**Listing**

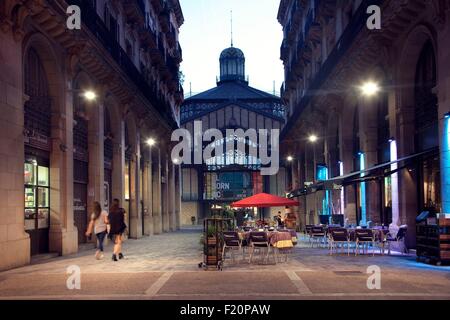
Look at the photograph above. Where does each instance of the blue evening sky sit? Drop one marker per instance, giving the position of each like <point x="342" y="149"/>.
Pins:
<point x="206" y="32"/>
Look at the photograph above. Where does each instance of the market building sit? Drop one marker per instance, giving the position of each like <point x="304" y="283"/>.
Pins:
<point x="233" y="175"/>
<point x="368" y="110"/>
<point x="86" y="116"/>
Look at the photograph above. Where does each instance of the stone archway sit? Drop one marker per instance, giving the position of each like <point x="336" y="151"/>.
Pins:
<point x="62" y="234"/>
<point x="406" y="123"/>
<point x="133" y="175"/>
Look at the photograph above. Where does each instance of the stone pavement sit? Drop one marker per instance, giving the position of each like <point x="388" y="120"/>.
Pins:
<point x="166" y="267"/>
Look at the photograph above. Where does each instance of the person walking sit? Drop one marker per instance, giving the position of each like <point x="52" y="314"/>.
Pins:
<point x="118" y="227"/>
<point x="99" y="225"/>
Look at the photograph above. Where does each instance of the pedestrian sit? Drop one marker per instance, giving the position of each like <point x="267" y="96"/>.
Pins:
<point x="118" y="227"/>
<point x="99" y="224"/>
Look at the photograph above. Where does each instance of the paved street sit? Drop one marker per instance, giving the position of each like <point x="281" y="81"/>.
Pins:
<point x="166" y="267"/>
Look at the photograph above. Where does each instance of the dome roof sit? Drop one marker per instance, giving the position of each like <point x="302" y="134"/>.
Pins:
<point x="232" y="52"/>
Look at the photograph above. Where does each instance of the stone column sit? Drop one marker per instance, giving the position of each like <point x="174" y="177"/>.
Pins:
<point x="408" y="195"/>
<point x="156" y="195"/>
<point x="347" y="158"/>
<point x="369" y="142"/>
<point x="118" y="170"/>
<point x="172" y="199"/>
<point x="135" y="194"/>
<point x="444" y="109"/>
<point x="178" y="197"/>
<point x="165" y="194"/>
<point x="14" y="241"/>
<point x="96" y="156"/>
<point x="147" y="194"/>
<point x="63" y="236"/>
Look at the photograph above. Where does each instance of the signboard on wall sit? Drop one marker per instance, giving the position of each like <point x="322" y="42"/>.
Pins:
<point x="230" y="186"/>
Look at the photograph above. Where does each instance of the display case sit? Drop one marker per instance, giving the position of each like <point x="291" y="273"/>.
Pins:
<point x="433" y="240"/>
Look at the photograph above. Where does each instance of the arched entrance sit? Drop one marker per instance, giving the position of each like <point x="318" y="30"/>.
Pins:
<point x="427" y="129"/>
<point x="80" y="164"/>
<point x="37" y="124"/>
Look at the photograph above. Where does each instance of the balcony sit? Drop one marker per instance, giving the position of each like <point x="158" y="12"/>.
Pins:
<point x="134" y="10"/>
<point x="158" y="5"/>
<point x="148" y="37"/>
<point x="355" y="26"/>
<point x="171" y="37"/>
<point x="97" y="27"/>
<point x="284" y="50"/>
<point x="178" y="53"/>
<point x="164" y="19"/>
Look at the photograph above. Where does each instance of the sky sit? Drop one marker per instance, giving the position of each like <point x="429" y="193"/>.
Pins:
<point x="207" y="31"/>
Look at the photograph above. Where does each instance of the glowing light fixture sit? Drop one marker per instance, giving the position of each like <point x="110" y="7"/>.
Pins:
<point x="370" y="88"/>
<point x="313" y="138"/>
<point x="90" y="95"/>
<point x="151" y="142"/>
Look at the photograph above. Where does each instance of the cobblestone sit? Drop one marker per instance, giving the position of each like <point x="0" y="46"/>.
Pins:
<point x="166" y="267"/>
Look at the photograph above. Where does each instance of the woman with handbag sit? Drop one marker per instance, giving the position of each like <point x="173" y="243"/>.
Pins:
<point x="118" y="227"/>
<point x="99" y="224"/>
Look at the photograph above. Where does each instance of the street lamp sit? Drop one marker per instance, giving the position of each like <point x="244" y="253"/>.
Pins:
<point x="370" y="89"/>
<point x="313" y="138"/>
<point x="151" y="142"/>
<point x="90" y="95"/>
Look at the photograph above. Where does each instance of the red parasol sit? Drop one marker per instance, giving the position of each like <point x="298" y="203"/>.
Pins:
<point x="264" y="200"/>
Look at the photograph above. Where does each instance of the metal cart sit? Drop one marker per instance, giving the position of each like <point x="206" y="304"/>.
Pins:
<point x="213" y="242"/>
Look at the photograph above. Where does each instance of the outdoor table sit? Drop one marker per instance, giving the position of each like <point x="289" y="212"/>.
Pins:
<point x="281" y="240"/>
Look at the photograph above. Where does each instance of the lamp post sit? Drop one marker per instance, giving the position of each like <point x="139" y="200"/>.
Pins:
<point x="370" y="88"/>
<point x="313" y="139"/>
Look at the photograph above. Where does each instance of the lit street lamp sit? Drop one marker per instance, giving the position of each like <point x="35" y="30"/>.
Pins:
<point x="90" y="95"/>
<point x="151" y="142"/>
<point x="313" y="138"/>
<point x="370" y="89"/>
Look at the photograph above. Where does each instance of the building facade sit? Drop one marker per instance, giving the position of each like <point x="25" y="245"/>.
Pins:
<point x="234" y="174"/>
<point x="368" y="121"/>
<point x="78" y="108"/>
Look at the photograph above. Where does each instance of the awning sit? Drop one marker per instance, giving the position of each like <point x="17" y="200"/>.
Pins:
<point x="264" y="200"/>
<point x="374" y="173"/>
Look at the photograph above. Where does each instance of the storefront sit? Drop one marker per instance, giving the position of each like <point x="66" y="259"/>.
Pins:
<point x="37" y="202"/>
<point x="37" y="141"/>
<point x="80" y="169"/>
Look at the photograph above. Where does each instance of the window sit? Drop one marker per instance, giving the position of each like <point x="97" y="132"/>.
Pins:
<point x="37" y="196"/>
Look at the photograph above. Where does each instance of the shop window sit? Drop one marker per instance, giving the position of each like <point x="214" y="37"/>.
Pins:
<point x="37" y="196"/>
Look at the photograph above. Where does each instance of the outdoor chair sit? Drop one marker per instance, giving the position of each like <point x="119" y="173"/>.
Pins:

**Your goal**
Repeat each entry precisely as it appears. Leave the pictures out.

**The response**
Look at the photograph above. Where does each instance of the blue evening sky sit? Drop one marker per instance, giving the position of each like <point x="342" y="149"/>.
Pins:
<point x="206" y="32"/>
Look at the photograph above. Where does each instance of the market building sit? Drop one marker per instance, giving the position of each like <point x="304" y="283"/>.
Pins:
<point x="233" y="175"/>
<point x="368" y="110"/>
<point x="86" y="116"/>
Look at the photograph above. Where does each instance of the stone archway sit? Drop one marker per instance, giving the position of each like <point x="336" y="151"/>.
Pins:
<point x="62" y="234"/>
<point x="406" y="123"/>
<point x="133" y="175"/>
Look at the photograph above. Where does each instance of the stone pavement sit? Drop one marker per instance, giving the position of each like <point x="388" y="120"/>.
Pins:
<point x="166" y="267"/>
Look at the photograph above. Where does each instance of the person walking sit? Drop one marker per instance, giving the position of each like <point x="52" y="314"/>.
Pins:
<point x="118" y="227"/>
<point x="99" y="225"/>
Look at the photograph above. Where does each instance of the pedestrian sit? Drop one marker per instance, giving the position of each like <point x="267" y="96"/>.
Pins:
<point x="118" y="227"/>
<point x="99" y="224"/>
Look at the photograph above. Where does each instance of the paved street sit? Drop one marker per instance, giving the position of each like <point x="281" y="81"/>.
Pins:
<point x="166" y="267"/>
Look at the photograph above. Where does each instance of the dome roof sit? Drop one marker per instance, giving the position of each like <point x="302" y="134"/>.
Pins:
<point x="232" y="52"/>
Look at the photograph above. Where does each instance of the stone column sit? Drop one marker per instance, giving the position of each like <point x="174" y="177"/>.
Pins:
<point x="408" y="195"/>
<point x="156" y="195"/>
<point x="347" y="158"/>
<point x="369" y="142"/>
<point x="118" y="170"/>
<point x="172" y="199"/>
<point x="135" y="194"/>
<point x="444" y="109"/>
<point x="178" y="197"/>
<point x="165" y="194"/>
<point x="14" y="241"/>
<point x="96" y="156"/>
<point x="147" y="194"/>
<point x="63" y="236"/>
Look at the photograph above. Where does each instance of the signboard on wall sit? Drop one marker per instance, giving the position of each like <point x="322" y="42"/>.
Pins:
<point x="230" y="186"/>
Look at the photograph above. Where does each instance of the display case sit? Drop one marker per instance, giving the position of each like <point x="291" y="273"/>.
Pins:
<point x="433" y="240"/>
Look at the photograph above. Where does each instance of the arched entrance sit? Drop one marker per instance, giving the position of each like <point x="318" y="30"/>.
Pins:
<point x="427" y="129"/>
<point x="80" y="164"/>
<point x="37" y="124"/>
Look at the photograph above. Where does each instance of the balcony sit? Drop one marker per instance, giving the position of each like <point x="158" y="12"/>.
Pins:
<point x="134" y="10"/>
<point x="158" y="5"/>
<point x="148" y="37"/>
<point x="355" y="26"/>
<point x="171" y="37"/>
<point x="97" y="27"/>
<point x="284" y="50"/>
<point x="178" y="53"/>
<point x="164" y="19"/>
Look at the photograph above. Where does each instance of the sky sit? Drop one marker per instance, giving the position of each like <point x="429" y="193"/>.
Pins:
<point x="207" y="31"/>
Look at the photograph above. Where does each instance of the glowing light fixture sit? Drop one marker per instance, giving the position of each like <point x="110" y="7"/>.
Pins:
<point x="370" y="88"/>
<point x="313" y="138"/>
<point x="90" y="95"/>
<point x="151" y="142"/>
Look at the photograph above. Where does each instance of the cobblestone sit? Drop one marker per instance, giving the position of each like <point x="0" y="46"/>.
Pins:
<point x="166" y="267"/>
Look at the photograph above. Where does each instance of the woman with handbag sit? Drop one marker per instance, giving the position of each like <point x="173" y="243"/>.
Pins:
<point x="118" y="227"/>
<point x="99" y="224"/>
Look at the photograph above. Where does each instance of the street lamp sit? Drop one marker per instance, giving the position of each like <point x="244" y="253"/>.
Pins:
<point x="370" y="89"/>
<point x="313" y="138"/>
<point x="151" y="142"/>
<point x="90" y="95"/>
Look at the photograph above. Where does each instance of the red parasol sit? Drop one marker per instance, giving the position of each like <point x="298" y="203"/>.
Pins:
<point x="264" y="200"/>
Look at the photograph above. Where does each instance of the metal cart sit? Drop one marker per instance, giving the position of each like <point x="206" y="304"/>.
Pins:
<point x="213" y="242"/>
Look at the photograph above. Where does each instance of the outdoor table sit? Drop one marker per instance, giving the position of each like <point x="289" y="212"/>.
Pins:
<point x="281" y="240"/>
Look at the photograph above. Where does each instance of the lamp post sit? Drop one marker per instance, giving the position of each like <point x="139" y="200"/>.
Pins:
<point x="370" y="88"/>
<point x="313" y="139"/>
Look at the photograph above. Where does each instance of the lit street lamp sit? Drop one marker per instance, giving the position of each like <point x="35" y="30"/>.
Pins:
<point x="90" y="95"/>
<point x="151" y="142"/>
<point x="313" y="138"/>
<point x="370" y="89"/>
Look at the photograph above. Where does each instance of the building facade sit? Drop one marker per instance, giving the position of each like <point x="25" y="245"/>.
Pins:
<point x="234" y="174"/>
<point x="368" y="121"/>
<point x="78" y="108"/>
Look at the photograph above. Where does each instance of the awning sit? Drop one marker per instance, giving the position of each like <point x="17" y="200"/>.
Pins:
<point x="264" y="200"/>
<point x="374" y="173"/>
Look at the photograph above. Where does each instance of the storefront sit? Drop one marker per instance, giving the position of each like <point x="66" y="259"/>.
Pins:
<point x="37" y="202"/>
<point x="37" y="141"/>
<point x="80" y="169"/>
Look at the photograph above. Where does each instance of the window sit? Drop one marker per instance, giving the position of each like <point x="97" y="132"/>.
Pins:
<point x="37" y="196"/>
Look at the photograph above. Where does each instance of the shop window sit? Drop one marker per instance, giving the position of each like <point x="214" y="37"/>.
Pins:
<point x="37" y="196"/>
Look at the photograph above. Where does each instance of the outdoor chair sit? Drop one marker per instance, giving the position of each like <point x="119" y="173"/>.
Pins:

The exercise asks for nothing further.